● **What to produce**
Return the data below exactly, but only from the line containing "Target: washing machine round door" through the line containing "Target: white curtain panel", with both of those lines included.

● **Study material**
-- Opening Marker --
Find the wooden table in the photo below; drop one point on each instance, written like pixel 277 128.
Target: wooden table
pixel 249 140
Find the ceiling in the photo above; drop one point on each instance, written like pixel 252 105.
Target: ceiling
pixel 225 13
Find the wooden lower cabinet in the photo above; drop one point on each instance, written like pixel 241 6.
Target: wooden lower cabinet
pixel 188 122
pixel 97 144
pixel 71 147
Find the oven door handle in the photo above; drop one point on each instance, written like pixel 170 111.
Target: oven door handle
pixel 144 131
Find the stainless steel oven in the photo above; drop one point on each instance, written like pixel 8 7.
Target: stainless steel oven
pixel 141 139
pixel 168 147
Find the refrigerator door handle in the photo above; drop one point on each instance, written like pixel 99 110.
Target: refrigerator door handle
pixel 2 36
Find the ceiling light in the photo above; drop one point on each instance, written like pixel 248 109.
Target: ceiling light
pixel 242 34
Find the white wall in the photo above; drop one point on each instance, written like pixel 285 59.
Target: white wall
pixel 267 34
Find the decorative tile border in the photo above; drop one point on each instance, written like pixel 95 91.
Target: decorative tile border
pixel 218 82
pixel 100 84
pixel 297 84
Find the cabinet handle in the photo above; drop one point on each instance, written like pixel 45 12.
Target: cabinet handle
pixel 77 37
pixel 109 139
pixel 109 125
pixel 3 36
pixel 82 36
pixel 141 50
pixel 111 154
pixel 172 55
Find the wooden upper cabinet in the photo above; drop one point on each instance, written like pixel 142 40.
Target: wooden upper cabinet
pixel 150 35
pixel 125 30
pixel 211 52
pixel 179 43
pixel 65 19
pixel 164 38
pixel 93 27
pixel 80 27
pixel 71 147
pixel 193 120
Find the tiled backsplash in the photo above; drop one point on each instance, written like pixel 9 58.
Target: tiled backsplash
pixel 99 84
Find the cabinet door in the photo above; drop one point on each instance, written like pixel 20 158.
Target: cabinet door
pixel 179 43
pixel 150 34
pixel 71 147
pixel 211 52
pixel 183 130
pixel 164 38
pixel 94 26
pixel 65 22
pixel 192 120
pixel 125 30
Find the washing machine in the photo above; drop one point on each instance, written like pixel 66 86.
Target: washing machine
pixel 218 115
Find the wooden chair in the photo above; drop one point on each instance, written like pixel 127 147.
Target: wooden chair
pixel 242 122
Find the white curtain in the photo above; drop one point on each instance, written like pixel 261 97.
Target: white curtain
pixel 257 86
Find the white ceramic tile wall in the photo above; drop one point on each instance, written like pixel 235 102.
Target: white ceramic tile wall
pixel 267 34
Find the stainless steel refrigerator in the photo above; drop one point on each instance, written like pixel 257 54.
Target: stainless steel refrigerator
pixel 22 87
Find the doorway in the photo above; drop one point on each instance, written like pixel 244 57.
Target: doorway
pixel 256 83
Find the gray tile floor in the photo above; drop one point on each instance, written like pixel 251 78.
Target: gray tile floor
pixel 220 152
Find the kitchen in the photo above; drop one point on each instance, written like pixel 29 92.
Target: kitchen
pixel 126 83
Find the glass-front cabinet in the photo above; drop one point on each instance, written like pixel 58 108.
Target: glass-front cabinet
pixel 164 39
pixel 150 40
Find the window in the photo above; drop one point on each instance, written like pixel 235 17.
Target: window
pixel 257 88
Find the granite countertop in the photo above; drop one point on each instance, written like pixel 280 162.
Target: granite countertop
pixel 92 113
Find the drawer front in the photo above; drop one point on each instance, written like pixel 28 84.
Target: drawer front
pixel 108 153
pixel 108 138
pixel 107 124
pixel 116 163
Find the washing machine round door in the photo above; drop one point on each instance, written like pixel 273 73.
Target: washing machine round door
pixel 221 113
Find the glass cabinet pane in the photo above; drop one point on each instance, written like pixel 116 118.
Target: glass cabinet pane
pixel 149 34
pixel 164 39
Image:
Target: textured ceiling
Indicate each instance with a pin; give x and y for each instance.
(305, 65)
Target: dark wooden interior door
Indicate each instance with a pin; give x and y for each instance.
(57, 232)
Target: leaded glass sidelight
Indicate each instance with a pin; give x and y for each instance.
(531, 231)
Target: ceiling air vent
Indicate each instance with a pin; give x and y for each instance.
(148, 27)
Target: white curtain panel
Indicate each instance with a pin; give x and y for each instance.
-- Closing Marker --
● **Exercise answer**
Target: washing machine round door
pixel 221 113
Find the glass cabinet pane in the photo above; drop one point on each instance, written like pixel 116 118.
Target: glass cabinet pane
pixel 149 34
pixel 164 39
Image:
Target: textured ceiling
Indicate each instance with a pin; give x and y for each instance.
(305, 65)
Target: dark wooden interior door
Indicate each instance with a pin; give x and y for each instance.
(57, 232)
Target: leaded glass sidelight
Indicate each instance with a pin; give x and y for each instance.
(531, 231)
Target: ceiling air vent
Indicate each instance with a pin; give x and y for each instance.
(148, 27)
Target: white curtain panel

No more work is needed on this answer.